**WHAT YOU ARE ASKED TO DO**
Reproduce every line of the records below word for word, leaving out the pictures.

**AVAILABLE RECORDS**

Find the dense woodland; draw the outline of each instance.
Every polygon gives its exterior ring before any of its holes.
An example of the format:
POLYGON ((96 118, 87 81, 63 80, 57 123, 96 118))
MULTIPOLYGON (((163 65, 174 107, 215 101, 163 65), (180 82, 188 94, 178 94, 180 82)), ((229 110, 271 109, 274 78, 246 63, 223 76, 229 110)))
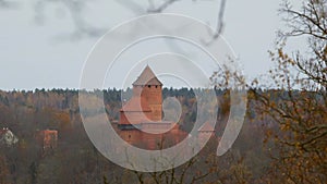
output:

**WRITTEN ANSWER**
Find the dense woodland; draw the outline of each instance.
Every polygon gives its exterior ring before any of its holes.
An example of the format:
POLYGON ((96 118, 87 81, 63 80, 57 123, 96 118))
MULTIPOLYGON (((163 65, 174 107, 215 101, 163 65), (180 82, 188 94, 178 94, 180 82)), ((229 110, 271 109, 274 78, 246 63, 223 76, 229 110)))
output:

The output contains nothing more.